SOURCE DOCUMENT:
A Tale of 17 Ambulances

This week was one in which my family used the NHS a lot. My nephew had a heart attack, my sister in law had pneumonia and my mother had unstable angina and had to see her GP. Both my nephew and sister in law were taken to hospital by car and did not use the ambulance service because they did not appreciate the severity of their conditions. They were sorted out promptly and are now well controlled.

On the other side of the country my GP husband arranged for an elderly person to go into hospital for a DVT (deep vein thrombosis). He rang for an ambulance at 11am. The ambulance arrived at 11pm. The ambulance then joined the queue of 17 sitting outside Accident and Emergency for hours, because they let patients in a controlled way specifically to avoid the 4-hour breach.

We were told this by the patient’s partner, and have no way of verifying it, but have no reason to disbelieve it as we have heard it now from a variety of sources.

DATASET ENTRIES:
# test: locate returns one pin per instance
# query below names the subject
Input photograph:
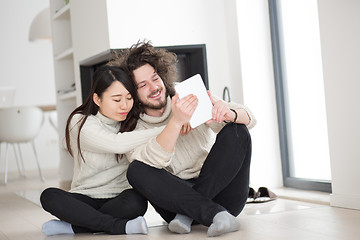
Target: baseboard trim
(345, 201)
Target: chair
(20, 125)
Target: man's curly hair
(141, 53)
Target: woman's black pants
(223, 183)
(86, 214)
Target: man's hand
(185, 129)
(184, 108)
(220, 111)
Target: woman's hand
(185, 129)
(220, 111)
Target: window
(300, 94)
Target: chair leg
(18, 158)
(6, 161)
(21, 160)
(37, 161)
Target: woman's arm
(94, 137)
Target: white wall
(168, 23)
(29, 67)
(259, 91)
(340, 38)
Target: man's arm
(159, 151)
(230, 112)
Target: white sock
(54, 227)
(180, 224)
(223, 222)
(136, 226)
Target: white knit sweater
(190, 151)
(102, 175)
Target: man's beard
(157, 106)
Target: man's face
(150, 88)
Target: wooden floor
(21, 218)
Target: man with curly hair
(189, 175)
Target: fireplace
(191, 61)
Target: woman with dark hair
(97, 136)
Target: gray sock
(180, 224)
(136, 226)
(223, 222)
(55, 227)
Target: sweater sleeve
(94, 137)
(151, 154)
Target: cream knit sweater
(190, 151)
(102, 175)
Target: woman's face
(116, 102)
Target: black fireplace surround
(191, 61)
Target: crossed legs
(222, 185)
(86, 214)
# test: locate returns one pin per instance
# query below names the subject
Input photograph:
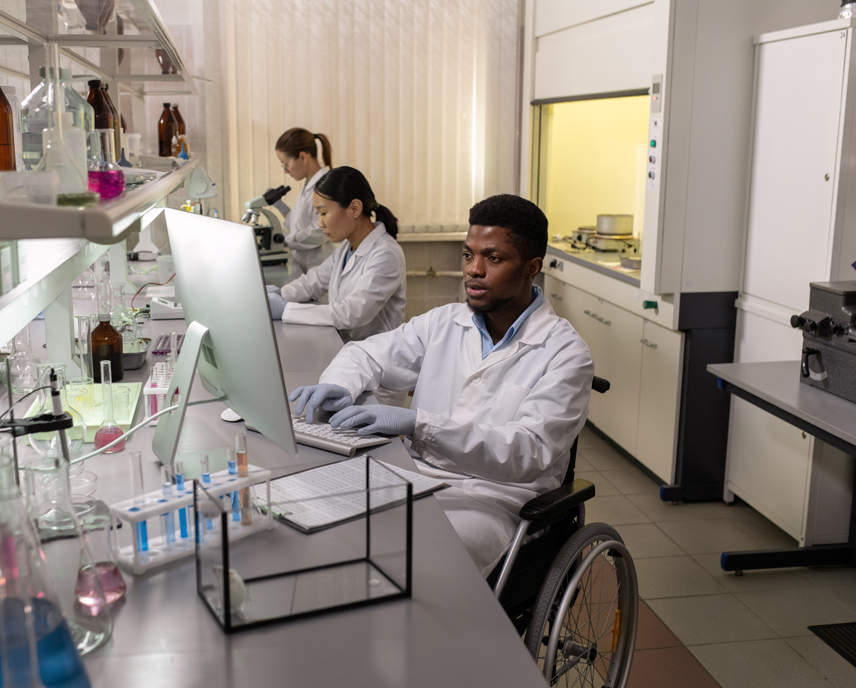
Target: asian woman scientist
(297, 150)
(365, 277)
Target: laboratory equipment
(48, 443)
(106, 346)
(222, 316)
(105, 176)
(167, 132)
(109, 430)
(269, 236)
(38, 648)
(99, 534)
(11, 94)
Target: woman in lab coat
(364, 278)
(297, 150)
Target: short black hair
(524, 220)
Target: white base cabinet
(642, 362)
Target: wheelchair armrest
(556, 503)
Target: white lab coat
(309, 247)
(498, 430)
(366, 296)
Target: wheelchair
(571, 590)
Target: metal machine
(269, 236)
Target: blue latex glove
(276, 301)
(328, 397)
(387, 420)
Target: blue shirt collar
(488, 346)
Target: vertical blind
(421, 95)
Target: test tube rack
(155, 389)
(157, 549)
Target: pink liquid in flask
(106, 435)
(109, 183)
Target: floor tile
(603, 486)
(758, 664)
(710, 619)
(631, 480)
(652, 633)
(713, 535)
(603, 456)
(674, 577)
(662, 512)
(833, 667)
(646, 540)
(791, 612)
(675, 667)
(615, 511)
(765, 579)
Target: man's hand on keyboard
(387, 420)
(328, 397)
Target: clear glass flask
(47, 443)
(109, 430)
(105, 176)
(37, 647)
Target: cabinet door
(617, 357)
(798, 106)
(659, 399)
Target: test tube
(233, 470)
(182, 513)
(206, 481)
(169, 517)
(139, 499)
(243, 472)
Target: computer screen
(222, 286)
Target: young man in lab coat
(500, 384)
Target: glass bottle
(117, 120)
(23, 364)
(66, 553)
(109, 429)
(47, 443)
(105, 176)
(7, 134)
(34, 116)
(166, 132)
(106, 346)
(37, 648)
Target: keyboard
(344, 441)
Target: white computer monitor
(230, 340)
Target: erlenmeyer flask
(36, 647)
(47, 443)
(23, 364)
(67, 554)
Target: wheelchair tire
(593, 643)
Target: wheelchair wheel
(583, 627)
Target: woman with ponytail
(297, 150)
(365, 276)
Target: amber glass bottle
(103, 113)
(7, 135)
(167, 131)
(106, 346)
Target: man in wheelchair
(500, 385)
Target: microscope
(269, 236)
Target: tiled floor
(700, 627)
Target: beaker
(36, 646)
(47, 443)
(66, 551)
(109, 430)
(99, 534)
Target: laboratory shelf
(107, 223)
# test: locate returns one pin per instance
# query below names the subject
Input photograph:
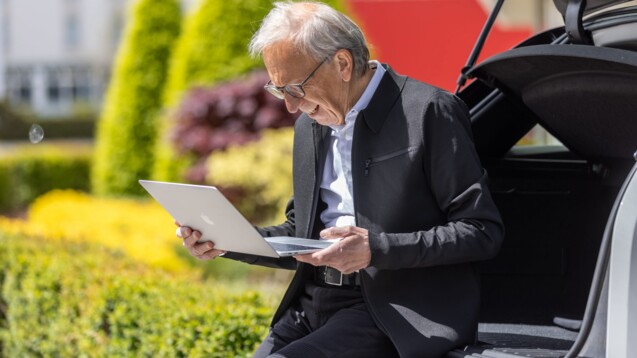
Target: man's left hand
(350, 254)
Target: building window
(53, 87)
(19, 89)
(72, 31)
(81, 86)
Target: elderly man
(387, 165)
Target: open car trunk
(556, 201)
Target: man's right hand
(200, 250)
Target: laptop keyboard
(289, 247)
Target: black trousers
(327, 322)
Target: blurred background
(96, 94)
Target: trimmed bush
(76, 300)
(232, 113)
(128, 125)
(212, 48)
(263, 197)
(34, 170)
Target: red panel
(429, 39)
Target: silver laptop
(205, 209)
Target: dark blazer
(420, 190)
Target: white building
(56, 55)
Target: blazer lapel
(384, 98)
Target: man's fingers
(202, 248)
(340, 232)
(209, 255)
(192, 239)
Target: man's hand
(351, 253)
(202, 251)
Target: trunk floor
(515, 340)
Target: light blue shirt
(336, 184)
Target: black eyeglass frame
(294, 89)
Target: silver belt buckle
(333, 276)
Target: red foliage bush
(232, 113)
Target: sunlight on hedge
(143, 230)
(263, 169)
(64, 299)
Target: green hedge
(263, 197)
(128, 125)
(32, 171)
(77, 300)
(212, 48)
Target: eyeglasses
(294, 90)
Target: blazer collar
(384, 99)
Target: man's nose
(292, 103)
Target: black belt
(332, 276)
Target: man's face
(325, 98)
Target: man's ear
(345, 63)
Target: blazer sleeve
(472, 228)
(285, 229)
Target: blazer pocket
(369, 162)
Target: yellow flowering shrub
(141, 229)
(263, 172)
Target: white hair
(315, 29)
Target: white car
(565, 281)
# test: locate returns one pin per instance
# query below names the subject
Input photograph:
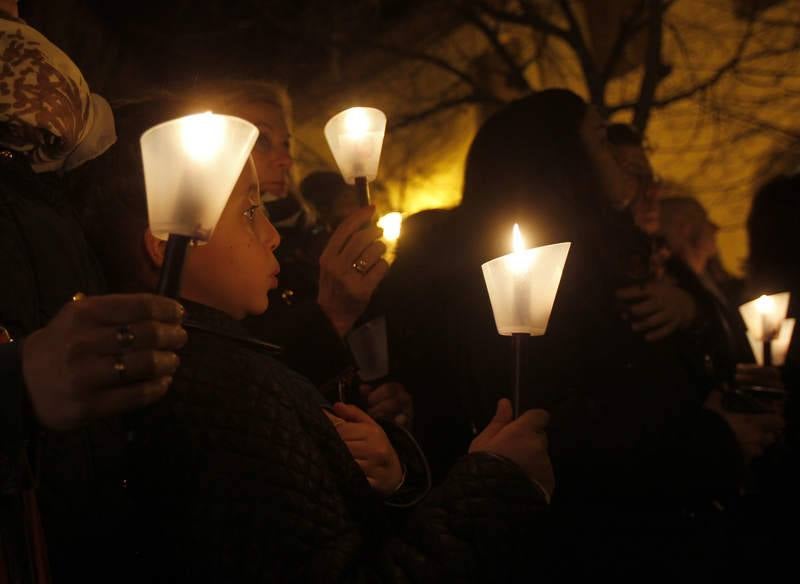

WHAT TO WORK ON: List every medical condition named in the text titled "A Tale of 17 Ambulances".

ANSWER SECTION:
- heart attack
- pneumonia
- unstable angina
- DVT (deep vein thrombosis)